Exercise task:
Give back exactly the lines from the one holding "Expected: one point per instance of the red tomato, reported" to the bottom of the material, both included, and nothing more. No pictures.

(Entries from a dataset)

— Start —

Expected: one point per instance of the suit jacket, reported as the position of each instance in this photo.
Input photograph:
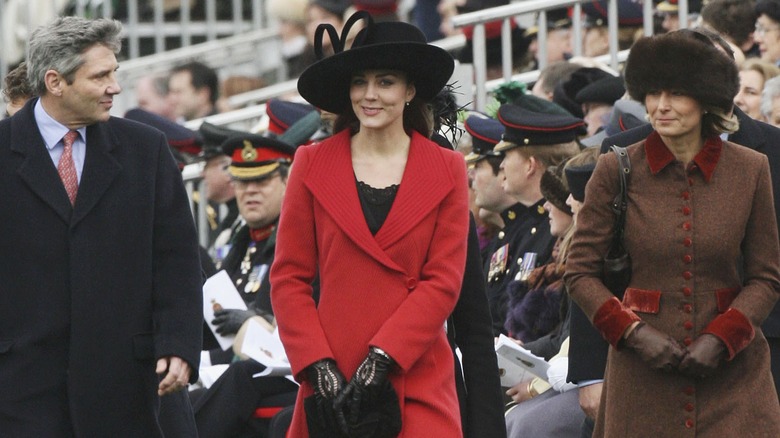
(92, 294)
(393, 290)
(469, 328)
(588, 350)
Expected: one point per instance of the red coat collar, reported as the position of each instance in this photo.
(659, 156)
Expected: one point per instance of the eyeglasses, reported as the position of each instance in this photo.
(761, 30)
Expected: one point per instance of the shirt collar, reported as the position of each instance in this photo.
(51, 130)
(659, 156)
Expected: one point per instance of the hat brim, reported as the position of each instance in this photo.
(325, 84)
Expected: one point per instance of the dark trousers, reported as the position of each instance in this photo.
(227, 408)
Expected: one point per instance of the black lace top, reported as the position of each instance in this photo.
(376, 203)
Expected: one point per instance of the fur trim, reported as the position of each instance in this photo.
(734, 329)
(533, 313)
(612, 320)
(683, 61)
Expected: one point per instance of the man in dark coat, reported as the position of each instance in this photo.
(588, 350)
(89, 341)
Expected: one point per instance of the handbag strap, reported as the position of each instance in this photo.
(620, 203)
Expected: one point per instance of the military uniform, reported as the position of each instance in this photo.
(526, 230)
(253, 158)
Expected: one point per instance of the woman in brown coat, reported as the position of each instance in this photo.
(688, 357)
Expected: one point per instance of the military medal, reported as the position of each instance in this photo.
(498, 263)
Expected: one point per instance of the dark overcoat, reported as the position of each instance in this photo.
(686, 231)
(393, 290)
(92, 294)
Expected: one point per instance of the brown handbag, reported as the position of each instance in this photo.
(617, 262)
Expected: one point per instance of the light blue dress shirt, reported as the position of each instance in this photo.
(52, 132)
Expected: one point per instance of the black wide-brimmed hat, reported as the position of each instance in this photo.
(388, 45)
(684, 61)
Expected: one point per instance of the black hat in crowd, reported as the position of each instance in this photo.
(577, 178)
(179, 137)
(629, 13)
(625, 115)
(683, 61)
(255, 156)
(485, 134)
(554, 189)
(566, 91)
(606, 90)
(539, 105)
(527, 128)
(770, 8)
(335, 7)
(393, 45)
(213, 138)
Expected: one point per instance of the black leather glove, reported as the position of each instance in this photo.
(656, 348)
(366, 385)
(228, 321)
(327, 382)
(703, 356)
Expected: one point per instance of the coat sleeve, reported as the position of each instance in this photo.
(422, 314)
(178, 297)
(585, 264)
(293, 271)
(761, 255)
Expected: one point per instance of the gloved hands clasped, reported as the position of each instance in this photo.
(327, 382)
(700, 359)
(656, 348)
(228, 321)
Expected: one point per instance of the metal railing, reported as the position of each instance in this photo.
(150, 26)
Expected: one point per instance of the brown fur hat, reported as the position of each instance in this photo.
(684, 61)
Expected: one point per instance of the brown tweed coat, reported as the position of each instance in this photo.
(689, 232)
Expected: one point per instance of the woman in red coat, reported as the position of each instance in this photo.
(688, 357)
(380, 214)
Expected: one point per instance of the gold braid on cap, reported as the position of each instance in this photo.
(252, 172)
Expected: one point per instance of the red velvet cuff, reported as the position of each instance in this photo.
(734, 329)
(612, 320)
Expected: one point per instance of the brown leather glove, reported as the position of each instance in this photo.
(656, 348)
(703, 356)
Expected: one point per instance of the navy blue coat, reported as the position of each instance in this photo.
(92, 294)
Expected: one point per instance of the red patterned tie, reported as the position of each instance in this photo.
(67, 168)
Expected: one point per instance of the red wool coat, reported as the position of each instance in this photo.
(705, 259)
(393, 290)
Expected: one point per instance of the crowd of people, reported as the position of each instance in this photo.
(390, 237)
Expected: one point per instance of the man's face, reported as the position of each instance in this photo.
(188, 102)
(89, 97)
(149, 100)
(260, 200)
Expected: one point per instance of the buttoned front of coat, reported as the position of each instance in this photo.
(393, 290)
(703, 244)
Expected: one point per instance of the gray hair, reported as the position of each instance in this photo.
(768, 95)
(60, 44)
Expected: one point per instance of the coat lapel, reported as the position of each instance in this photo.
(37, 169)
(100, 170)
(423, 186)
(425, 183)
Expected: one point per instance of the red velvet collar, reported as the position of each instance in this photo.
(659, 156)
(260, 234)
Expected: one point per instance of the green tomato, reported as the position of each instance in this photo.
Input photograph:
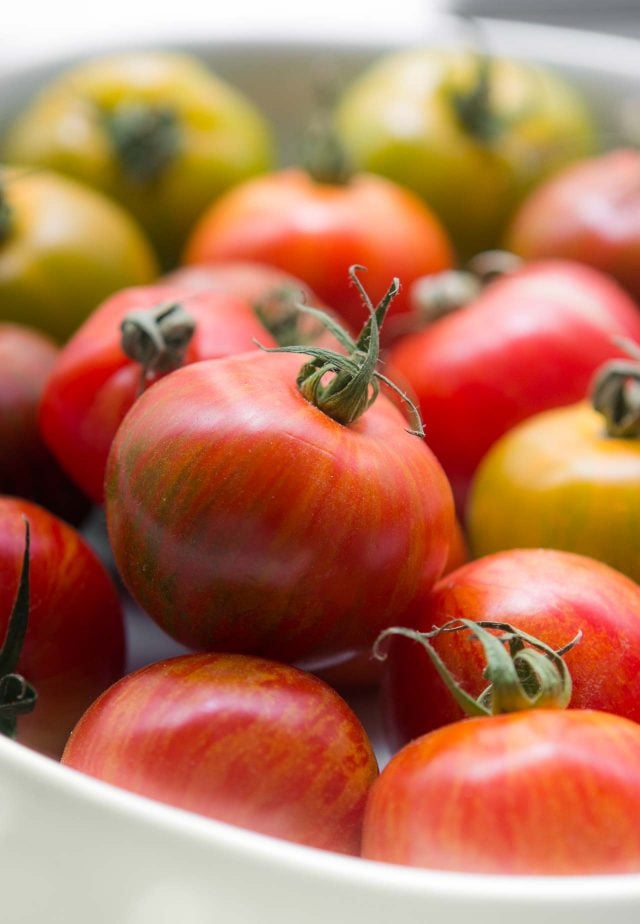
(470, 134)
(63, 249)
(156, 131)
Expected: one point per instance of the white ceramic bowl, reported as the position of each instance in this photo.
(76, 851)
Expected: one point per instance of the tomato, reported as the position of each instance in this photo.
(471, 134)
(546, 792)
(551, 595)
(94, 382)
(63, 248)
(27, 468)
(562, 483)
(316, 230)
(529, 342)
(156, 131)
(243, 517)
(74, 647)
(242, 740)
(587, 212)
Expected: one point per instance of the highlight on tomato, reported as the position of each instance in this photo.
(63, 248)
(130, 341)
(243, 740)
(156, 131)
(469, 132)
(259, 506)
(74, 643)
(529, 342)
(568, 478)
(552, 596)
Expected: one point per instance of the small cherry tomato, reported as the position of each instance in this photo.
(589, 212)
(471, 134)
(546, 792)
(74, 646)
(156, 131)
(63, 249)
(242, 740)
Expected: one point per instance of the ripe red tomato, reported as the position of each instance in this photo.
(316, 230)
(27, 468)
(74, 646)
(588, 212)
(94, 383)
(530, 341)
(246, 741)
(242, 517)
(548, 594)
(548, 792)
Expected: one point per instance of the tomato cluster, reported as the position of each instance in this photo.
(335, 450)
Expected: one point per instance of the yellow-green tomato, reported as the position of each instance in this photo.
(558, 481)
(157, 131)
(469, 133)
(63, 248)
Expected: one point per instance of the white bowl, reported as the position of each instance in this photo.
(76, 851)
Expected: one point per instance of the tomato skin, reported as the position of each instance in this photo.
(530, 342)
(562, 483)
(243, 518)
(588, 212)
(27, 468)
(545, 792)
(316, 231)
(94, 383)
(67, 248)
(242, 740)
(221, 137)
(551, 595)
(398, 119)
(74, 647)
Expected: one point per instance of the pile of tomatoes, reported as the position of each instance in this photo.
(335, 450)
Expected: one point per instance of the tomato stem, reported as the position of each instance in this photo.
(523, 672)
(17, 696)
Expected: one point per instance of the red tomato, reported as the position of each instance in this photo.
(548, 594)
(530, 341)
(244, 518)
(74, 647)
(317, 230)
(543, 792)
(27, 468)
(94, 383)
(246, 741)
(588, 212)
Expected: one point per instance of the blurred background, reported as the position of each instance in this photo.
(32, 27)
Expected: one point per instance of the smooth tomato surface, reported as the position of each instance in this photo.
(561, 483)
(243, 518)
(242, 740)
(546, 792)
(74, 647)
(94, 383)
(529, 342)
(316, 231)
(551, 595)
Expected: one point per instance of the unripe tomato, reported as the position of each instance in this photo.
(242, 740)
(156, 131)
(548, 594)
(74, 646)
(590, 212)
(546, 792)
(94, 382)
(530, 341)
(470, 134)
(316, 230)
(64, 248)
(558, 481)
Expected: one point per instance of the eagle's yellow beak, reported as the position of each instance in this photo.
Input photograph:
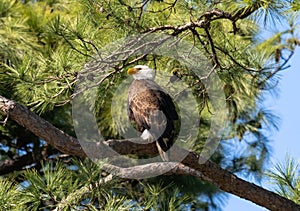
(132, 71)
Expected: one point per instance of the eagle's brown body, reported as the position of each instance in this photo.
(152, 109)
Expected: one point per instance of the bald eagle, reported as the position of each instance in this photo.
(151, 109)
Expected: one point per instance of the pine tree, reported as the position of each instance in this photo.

— End —

Answer for the task:
Expected: one point per instance of the red tomato, reported as the position of each instance in this photo.
(548, 594)
(530, 341)
(244, 518)
(74, 647)
(317, 230)
(543, 792)
(27, 468)
(94, 383)
(246, 741)
(588, 212)
Expected: one point per instance of the blurred background, reported as the position of each instance in this photo.
(32, 27)
Expected: one point per instance of the smooth tomato surface, reported as the position of each instance in this photo.
(561, 483)
(243, 518)
(242, 740)
(546, 792)
(74, 647)
(94, 383)
(529, 342)
(316, 231)
(551, 595)
Expected: one point per instance of the unripe tomato, reported as the position of each instance in this photo.
(242, 740)
(156, 131)
(548, 594)
(74, 646)
(590, 212)
(546, 792)
(94, 382)
(530, 341)
(470, 134)
(316, 230)
(64, 248)
(558, 481)
Expected: one point per instance of the eagle's yellow beak, reported as the position of each instance in this photo.
Input photograph:
(132, 71)
Expected: one point per instance of the eagle's brown body, reported as the position of each instance in this photo.
(152, 109)
Expected: one point per instance of the bald eagle, reported as the position of each instance in this photo.
(151, 109)
Expected: one point per instance of the pine tree, reported as the position of each instance in this photo.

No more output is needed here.